** START Supplied data **

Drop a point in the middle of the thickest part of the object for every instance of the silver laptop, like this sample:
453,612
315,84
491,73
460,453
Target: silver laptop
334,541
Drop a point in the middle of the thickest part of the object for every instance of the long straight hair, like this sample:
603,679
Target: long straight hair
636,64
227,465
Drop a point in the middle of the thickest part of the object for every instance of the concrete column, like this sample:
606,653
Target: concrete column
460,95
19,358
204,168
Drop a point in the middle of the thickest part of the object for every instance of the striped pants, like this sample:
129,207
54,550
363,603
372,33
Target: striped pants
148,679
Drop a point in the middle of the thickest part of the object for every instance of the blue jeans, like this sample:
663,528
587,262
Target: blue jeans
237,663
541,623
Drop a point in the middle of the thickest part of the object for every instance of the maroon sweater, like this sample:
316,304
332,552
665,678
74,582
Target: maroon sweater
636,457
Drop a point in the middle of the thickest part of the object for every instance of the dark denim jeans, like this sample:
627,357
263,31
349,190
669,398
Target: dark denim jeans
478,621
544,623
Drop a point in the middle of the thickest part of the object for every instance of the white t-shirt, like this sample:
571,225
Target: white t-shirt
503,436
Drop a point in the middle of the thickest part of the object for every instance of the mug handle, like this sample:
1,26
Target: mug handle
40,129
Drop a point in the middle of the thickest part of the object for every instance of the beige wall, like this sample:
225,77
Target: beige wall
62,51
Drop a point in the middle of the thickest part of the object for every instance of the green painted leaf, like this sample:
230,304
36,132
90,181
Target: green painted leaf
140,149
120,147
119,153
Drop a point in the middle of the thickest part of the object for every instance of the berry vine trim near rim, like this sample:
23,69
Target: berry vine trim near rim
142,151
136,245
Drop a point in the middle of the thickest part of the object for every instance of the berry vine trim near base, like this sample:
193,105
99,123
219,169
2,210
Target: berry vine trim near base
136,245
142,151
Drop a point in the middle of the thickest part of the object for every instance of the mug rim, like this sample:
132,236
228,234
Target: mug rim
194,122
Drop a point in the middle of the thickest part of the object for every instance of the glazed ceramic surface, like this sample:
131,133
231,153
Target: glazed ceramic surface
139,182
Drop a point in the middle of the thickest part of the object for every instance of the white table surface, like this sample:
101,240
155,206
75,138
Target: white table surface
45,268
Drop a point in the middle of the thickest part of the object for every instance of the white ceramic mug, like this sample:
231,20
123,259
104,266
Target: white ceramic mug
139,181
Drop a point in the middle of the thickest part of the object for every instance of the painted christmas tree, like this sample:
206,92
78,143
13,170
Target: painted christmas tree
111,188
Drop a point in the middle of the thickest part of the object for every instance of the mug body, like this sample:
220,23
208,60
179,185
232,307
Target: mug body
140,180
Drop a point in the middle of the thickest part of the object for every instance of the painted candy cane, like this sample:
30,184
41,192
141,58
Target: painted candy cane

** END Supplied data **

Written exercise
Above are the records; copy all of them exactly.

Exercise response
Drop a point in the middle of the thickest part of the object for every instance of the silver laptop, like this sample:
453,612
315,84
491,73
460,453
Target: silver laptop
334,541
Drop a point in the middle of the thickest part of the object for every instance of the long straight hair, like this sample:
603,679
Target: long straight hair
636,64
227,465
Drop a point in the middle of the thickest part of the object for every instance of the concrete column, like this sample:
606,653
Target: concrete column
460,95
19,358
204,168
Drop a point in the middle of the thickest part of the object for every instance of the striped pants, like this sample:
129,207
54,550
363,603
372,33
Target: striped pants
148,679
Drop a point in the middle of the thickest part of the object for every instance of the blue jeans, like this sample:
663,528
587,262
Target: blue jeans
237,663
541,623
Drop a point in the middle of the thickest part of the object for every instance of the maroon sweater, like this sample:
316,304
332,552
665,678
74,582
Target: maroon sweater
636,457
Drop a point in the middle of the thickest part of the object for every instance of the dark denim jeans, like this sample:
627,357
263,31
349,190
669,398
Target: dark denim jeans
478,621
544,623
Drop a point in the middle of the thickest part of the object for every instance of the white t-shirt, like this sample:
571,225
Target: white t-shirt
503,436
Drop a point in the middle of the thickest part of the object for every instance of the mug handle, like this sample:
1,26
Target: mug handle
40,129
Drop a point in the middle of the thickest part of the object for every instance of the beige wall, like this sample:
225,77
Target: beige wall
62,51
Drop a point in the middle of the thickest part of the object for every instance of the green painted leaf, like this sample:
230,304
36,132
90,181
Target: green painted leaf
140,149
120,147
119,153
Drop a point in the middle of the thickest part of the object for every instance of the berry vine trim near rim, like this sample:
23,69
Target: berry vine trim near rim
142,151
136,245
Drop a point in the middle of the thickest part of the object for every instance of the berry vine trim near base, like this sample:
193,105
99,123
219,169
2,210
Target: berry vine trim near base
136,245
142,151
Drop a point in the middle of the thickest part of the object for every instance of the mug rim, like this sample:
132,236
228,234
Target: mug rim
194,122
Drop a point in the middle of the thickest part of the object for every instance of the glazed ceramic surface, like this sample:
131,133
231,153
Target: glazed ceramic surface
139,182
Drop a point in the middle of the thickest part of the object for every instance of the white table surface, like this sample:
101,240
155,206
75,138
Target: white table surface
45,268
Drop a point in the middle of the thickest part of the object for every instance of the white ceramic mug, like this sample:
231,20
123,259
104,266
Target: white ceramic mug
139,181
Drop a point in the middle of the thickest part of the object for every instance of the painted christmas tree, like this sample:
206,92
78,143
13,170
Target: painted christmas tree
111,188
Drop a point in the middle of the thickest part of the object for every instance of the mug body, like this sample:
220,23
208,60
179,185
232,307
Target: mug body
140,180
Drop a point in the middle of the thickest part of the object for every instance of the painted candy cane, like this sample:
30,184
41,192
141,58
Target: painted candy cane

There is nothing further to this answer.